_What to work on:_
Retype the part of the passage on water-quality sensors starting with "We're trying to" and going on through "without other contaminants.".

START Extract to read

Yes, our community has been doing extensive work with all stakeholders, including just widespread community engagement, and they all want access to data. We've been developing sensors with our engineers. We have different teams working on tap water sensors, free chlorine as well as data from the Grand River.
The Grand River Conservation Authority did not put any sensors along Six Nations—surprise, surprise—so we have zero data on the Grand River, which is our source water. We're developing sensors and we're connecting them through computer engineers at McMaster to a live mapping system that we have been developing with the Amazon Conservation Team, who are also mapping their rivers in the Amazon.
We're trying to get real-time data and sensors that are meaningful to our people, especially mothers who want to know whether they can go in the water, whether they can eat the fish, etc. They want to be able to open up an app or access a technology and just be able to see it colour-coded.
We want access to data. All data is relevant, and my understanding is that we're willing to share it, because the goal is to improve water quality, and not just for indigenous people. As our elder said, in what we're producing I have to always consider our neighbours under the Two Row, so that all mothers and all children have access to clean water, because we all know with climate change and algal blooms that are going to be more pervasive, water can become quite dangerous and toxic, without other contaminants.
Real-time data is going to become important, and not just to indigenous people. Right now I'm scrambling to find a grant here and there to fund all of this, when it feels like I'm doing the government's job. Thank you.

END Extract to read
START Information supplied

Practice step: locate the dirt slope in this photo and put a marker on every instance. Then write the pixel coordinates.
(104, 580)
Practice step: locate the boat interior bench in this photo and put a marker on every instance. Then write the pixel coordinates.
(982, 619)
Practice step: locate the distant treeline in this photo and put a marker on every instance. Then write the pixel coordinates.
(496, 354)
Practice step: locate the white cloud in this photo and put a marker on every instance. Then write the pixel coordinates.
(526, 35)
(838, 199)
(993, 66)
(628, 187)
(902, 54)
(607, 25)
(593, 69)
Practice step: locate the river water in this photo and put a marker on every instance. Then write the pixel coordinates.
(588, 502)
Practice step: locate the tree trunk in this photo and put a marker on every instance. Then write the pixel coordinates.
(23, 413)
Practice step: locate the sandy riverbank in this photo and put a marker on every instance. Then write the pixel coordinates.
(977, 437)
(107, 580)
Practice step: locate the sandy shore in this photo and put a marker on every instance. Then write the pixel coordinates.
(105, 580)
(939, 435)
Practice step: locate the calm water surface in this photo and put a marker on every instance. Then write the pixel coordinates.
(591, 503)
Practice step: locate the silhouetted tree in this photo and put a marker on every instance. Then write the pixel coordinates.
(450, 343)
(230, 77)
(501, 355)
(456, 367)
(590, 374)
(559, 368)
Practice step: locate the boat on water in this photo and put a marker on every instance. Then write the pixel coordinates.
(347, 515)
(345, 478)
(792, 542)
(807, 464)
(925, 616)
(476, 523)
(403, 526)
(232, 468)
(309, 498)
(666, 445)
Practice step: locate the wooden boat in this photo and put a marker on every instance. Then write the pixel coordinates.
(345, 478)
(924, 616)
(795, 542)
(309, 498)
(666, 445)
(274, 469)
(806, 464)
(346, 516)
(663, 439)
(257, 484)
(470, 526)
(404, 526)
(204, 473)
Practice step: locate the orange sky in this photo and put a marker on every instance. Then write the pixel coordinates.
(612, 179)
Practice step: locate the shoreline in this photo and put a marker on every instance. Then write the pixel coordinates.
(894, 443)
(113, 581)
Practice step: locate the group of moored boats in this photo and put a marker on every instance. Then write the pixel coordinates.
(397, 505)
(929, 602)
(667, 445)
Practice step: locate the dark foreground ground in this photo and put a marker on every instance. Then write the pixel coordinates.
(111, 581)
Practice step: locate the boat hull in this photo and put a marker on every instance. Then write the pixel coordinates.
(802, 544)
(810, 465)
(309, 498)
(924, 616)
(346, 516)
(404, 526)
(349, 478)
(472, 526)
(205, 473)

END Information supplied
START Information supplied

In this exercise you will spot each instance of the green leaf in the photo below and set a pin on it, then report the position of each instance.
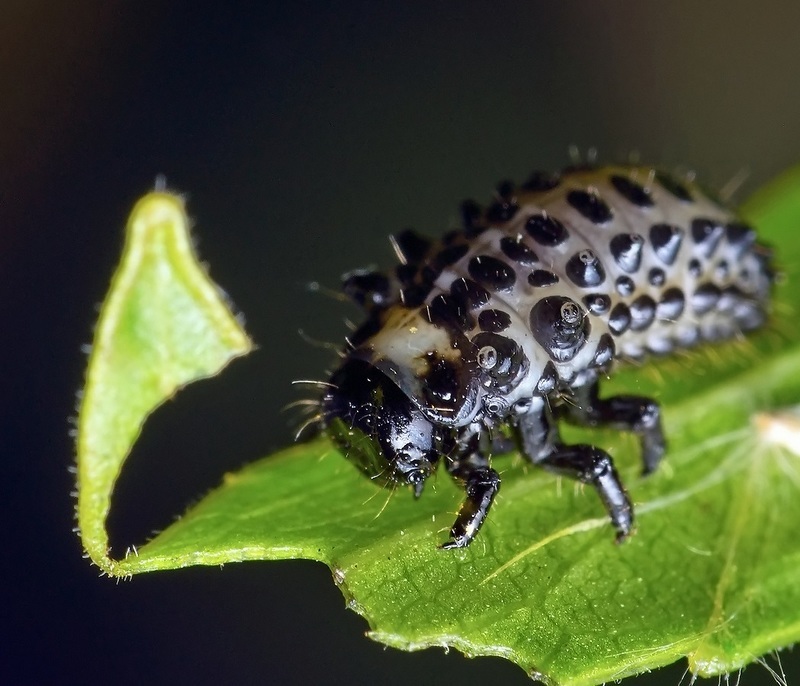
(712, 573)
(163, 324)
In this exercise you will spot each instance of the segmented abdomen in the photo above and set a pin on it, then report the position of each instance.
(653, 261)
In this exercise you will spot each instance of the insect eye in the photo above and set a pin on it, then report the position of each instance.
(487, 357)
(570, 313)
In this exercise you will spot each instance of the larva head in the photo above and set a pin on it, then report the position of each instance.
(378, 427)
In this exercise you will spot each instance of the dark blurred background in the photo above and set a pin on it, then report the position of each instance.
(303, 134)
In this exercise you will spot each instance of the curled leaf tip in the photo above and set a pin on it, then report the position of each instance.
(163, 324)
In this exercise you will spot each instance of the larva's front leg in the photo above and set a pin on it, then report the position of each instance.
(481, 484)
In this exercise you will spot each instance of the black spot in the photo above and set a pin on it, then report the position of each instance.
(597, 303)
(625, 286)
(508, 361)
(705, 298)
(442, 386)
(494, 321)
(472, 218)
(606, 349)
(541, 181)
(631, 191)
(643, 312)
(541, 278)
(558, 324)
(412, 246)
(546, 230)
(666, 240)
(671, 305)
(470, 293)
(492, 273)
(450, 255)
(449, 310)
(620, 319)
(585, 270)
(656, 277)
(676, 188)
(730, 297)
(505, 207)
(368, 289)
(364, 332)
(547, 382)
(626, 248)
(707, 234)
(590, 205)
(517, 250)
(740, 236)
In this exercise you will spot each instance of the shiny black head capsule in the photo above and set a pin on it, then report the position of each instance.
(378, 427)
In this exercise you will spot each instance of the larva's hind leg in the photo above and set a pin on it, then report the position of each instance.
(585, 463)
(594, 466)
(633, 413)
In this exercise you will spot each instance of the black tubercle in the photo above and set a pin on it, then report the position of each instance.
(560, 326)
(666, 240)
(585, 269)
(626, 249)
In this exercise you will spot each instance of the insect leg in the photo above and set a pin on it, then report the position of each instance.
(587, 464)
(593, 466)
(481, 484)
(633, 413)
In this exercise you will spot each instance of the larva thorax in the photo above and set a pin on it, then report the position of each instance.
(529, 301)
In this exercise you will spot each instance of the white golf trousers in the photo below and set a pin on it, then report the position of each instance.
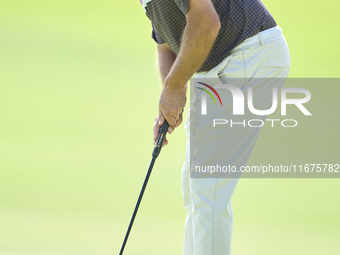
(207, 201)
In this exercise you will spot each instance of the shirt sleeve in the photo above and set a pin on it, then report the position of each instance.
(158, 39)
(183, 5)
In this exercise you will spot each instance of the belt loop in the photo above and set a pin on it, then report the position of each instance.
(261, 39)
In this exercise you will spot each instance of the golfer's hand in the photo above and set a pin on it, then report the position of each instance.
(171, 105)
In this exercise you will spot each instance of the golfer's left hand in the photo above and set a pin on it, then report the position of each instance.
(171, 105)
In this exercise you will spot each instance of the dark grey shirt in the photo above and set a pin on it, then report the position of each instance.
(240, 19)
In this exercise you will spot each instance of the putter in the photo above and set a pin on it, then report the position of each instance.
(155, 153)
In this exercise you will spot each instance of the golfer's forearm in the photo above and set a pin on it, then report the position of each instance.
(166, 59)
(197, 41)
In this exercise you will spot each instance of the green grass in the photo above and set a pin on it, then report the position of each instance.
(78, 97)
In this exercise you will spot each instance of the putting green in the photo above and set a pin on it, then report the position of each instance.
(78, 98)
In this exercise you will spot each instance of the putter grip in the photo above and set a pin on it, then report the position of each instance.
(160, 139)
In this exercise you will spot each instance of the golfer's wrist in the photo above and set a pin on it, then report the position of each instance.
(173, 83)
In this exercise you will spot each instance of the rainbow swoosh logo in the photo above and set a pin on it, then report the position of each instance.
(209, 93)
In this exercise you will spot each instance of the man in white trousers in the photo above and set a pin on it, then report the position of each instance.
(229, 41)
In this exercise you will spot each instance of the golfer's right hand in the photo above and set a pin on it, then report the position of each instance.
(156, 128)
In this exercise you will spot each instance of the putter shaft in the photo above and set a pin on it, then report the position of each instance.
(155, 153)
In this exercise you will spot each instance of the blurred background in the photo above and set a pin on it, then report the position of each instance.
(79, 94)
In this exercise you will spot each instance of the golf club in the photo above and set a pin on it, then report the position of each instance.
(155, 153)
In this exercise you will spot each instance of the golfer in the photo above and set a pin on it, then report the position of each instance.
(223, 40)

END Information supplied

_Output for this exercise:_
We're trying to get real-time data and sensors that are meaningful to our people, especially mothers who want to know whether they can go in the water, whether they can eat the fish, etc. They want to be able to open up an app or access a technology and just be able to see it colour-coded.
We want access to data. All data is relevant, and my understanding is that we're willing to share it, because the goal is to improve water quality, and not just for indigenous people. As our elder said, in what we're producing I have to always consider our neighbours under the Two Row, so that all mothers and all children have access to clean water, because we all know with climate change and algal blooms that are going to be more pervasive, water can become quite dangerous and toxic, without other contaminants.